§ PROBLEM DESCRIPTION
Report every line in the entries below that contains the string "backpack". Reproduce each such line in full.

··· SUPPLIED MATERIAL

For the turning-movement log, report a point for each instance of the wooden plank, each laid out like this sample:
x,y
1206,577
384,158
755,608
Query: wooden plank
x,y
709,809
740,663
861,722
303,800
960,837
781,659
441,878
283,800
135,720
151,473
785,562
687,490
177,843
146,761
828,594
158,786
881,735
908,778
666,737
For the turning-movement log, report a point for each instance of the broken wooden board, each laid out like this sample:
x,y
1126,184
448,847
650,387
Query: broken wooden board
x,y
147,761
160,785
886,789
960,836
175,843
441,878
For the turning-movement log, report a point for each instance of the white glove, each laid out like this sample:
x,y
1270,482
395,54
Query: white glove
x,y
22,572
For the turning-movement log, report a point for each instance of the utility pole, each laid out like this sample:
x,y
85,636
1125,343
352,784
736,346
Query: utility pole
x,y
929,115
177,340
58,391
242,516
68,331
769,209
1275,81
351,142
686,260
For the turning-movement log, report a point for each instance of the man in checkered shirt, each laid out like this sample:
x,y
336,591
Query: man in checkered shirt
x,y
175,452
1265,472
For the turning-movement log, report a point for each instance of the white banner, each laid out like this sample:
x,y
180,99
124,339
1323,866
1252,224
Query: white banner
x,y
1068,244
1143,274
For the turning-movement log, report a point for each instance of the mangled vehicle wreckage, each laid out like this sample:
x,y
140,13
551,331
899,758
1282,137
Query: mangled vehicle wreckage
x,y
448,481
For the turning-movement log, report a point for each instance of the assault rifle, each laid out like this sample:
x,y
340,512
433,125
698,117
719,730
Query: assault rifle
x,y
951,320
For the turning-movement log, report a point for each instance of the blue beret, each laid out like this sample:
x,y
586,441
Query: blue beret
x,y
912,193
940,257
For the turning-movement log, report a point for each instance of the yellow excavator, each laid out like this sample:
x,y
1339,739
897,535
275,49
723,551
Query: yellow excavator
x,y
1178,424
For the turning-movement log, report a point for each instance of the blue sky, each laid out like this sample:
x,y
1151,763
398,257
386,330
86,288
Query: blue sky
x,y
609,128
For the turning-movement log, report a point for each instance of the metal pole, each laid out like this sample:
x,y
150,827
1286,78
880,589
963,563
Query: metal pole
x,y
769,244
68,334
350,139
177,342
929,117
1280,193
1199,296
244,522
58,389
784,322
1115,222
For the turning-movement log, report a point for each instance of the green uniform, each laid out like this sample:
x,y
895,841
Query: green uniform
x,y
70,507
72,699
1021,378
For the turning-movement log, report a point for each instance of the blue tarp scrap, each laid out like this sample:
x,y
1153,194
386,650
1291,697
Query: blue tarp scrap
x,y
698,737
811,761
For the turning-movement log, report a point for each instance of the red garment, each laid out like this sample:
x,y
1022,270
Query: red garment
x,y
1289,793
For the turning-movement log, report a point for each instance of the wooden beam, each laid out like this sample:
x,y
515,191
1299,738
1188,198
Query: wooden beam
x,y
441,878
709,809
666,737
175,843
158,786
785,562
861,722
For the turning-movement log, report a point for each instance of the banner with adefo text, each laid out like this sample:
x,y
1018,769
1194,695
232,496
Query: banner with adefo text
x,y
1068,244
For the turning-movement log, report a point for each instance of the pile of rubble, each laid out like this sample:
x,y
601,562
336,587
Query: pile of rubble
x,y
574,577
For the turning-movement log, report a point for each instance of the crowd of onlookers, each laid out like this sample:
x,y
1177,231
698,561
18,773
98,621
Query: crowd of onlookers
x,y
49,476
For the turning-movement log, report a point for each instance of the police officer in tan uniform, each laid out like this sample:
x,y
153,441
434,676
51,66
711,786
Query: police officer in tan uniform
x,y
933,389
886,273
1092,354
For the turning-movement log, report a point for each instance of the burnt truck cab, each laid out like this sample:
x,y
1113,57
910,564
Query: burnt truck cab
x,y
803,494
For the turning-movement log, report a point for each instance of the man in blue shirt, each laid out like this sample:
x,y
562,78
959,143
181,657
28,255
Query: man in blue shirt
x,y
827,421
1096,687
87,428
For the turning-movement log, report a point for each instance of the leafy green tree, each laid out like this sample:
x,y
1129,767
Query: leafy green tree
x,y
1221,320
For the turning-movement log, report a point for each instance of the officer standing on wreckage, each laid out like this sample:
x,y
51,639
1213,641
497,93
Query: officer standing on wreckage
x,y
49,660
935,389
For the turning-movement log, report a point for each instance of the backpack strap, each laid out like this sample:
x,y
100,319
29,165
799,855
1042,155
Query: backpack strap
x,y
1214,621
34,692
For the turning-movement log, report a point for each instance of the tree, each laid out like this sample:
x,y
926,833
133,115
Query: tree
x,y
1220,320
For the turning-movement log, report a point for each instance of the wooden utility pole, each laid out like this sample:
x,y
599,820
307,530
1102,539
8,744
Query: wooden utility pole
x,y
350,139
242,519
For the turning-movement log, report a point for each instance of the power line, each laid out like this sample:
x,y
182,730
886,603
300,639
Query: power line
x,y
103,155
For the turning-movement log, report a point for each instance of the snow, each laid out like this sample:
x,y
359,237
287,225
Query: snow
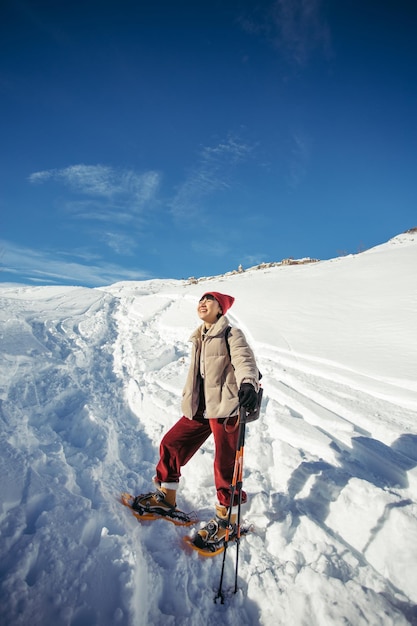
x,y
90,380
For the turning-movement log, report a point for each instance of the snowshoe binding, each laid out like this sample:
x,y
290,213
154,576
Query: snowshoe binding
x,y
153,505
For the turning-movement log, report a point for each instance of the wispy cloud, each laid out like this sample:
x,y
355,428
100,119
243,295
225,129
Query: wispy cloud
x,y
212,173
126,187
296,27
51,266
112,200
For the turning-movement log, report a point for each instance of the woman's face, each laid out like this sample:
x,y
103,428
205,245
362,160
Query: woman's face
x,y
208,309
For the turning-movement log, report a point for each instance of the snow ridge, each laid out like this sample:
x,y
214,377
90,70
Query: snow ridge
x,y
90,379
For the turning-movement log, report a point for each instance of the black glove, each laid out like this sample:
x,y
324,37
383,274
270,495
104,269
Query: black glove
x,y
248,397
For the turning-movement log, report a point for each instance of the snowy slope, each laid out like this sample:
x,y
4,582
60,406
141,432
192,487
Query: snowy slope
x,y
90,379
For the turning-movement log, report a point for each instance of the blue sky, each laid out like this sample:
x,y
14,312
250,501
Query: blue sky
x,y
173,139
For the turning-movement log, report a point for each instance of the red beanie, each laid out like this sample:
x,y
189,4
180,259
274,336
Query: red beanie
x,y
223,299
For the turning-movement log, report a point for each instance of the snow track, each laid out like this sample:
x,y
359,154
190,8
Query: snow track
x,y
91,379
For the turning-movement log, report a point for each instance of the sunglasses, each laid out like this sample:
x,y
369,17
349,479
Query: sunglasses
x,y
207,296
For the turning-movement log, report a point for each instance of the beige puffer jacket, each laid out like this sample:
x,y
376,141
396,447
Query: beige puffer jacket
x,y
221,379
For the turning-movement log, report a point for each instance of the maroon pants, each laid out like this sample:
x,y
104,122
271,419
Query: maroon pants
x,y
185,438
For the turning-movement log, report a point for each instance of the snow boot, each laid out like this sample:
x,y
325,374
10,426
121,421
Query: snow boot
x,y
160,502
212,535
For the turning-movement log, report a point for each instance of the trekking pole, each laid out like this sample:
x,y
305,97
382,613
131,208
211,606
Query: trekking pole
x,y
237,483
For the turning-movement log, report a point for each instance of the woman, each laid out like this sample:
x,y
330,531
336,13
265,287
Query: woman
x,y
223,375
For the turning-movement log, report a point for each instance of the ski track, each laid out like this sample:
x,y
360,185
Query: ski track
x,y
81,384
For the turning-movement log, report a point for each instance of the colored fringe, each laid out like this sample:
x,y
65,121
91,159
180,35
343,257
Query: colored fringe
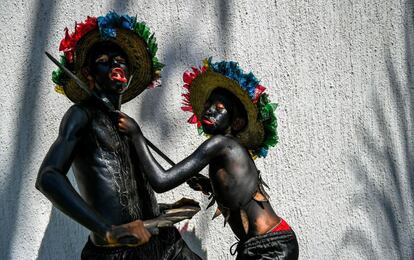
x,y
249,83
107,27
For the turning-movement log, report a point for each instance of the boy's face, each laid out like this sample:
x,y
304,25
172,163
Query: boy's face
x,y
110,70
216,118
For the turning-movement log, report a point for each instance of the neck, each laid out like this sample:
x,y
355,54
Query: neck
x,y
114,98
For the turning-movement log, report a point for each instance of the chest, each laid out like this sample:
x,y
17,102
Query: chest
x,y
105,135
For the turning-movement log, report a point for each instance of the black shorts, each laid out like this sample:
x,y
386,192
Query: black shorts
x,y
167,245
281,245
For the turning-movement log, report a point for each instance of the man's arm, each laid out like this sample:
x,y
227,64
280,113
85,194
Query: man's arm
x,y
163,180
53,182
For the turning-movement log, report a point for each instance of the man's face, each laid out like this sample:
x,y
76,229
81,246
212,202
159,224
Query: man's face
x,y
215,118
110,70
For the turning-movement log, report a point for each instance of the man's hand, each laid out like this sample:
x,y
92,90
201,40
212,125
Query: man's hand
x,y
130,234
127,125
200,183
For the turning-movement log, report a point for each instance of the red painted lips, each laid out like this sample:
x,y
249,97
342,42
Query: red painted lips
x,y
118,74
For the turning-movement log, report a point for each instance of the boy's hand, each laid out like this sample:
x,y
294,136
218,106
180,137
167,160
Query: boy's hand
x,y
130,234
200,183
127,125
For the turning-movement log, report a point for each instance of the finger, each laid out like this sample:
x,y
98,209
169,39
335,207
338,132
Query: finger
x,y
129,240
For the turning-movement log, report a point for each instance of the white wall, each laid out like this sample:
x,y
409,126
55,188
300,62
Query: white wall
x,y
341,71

······
··· SUPPLIED MATERIAL

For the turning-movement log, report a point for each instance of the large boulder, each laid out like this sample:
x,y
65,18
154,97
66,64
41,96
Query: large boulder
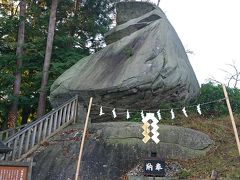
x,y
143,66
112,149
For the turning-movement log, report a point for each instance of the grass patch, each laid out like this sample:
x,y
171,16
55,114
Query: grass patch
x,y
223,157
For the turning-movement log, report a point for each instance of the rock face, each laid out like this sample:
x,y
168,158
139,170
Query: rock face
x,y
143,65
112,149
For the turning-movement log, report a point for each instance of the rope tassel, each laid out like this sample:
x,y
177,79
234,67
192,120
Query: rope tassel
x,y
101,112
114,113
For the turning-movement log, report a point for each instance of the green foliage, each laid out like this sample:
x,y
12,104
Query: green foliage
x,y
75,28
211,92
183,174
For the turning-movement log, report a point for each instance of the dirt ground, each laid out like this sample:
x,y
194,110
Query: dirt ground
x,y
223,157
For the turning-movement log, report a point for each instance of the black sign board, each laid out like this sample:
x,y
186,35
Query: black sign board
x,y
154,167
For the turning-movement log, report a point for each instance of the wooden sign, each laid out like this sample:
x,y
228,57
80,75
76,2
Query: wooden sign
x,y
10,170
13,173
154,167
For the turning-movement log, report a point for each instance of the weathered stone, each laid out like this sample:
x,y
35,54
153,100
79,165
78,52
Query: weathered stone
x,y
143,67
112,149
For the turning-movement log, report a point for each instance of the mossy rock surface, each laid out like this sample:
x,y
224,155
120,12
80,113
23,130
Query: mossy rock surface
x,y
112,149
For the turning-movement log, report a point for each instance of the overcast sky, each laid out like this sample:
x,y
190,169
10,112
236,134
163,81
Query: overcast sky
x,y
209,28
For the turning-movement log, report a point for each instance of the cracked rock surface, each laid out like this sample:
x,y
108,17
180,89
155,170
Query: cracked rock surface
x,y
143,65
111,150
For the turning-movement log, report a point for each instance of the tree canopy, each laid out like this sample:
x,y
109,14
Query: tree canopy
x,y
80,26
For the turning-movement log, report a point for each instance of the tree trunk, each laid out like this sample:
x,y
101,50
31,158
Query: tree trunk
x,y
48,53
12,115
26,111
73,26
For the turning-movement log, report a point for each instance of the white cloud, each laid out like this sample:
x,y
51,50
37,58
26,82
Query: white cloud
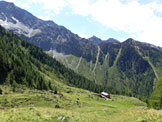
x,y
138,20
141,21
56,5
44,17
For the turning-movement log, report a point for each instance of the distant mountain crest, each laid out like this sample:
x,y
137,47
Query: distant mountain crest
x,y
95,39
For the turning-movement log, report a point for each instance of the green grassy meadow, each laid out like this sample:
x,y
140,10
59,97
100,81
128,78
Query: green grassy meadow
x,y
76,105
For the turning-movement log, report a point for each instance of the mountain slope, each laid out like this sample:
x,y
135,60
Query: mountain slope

······

§ COMPLETED EXERCISE
For the turning-movement log, report a point for each instance of the backpack strap, each laid out like this sample:
Query: backpack strap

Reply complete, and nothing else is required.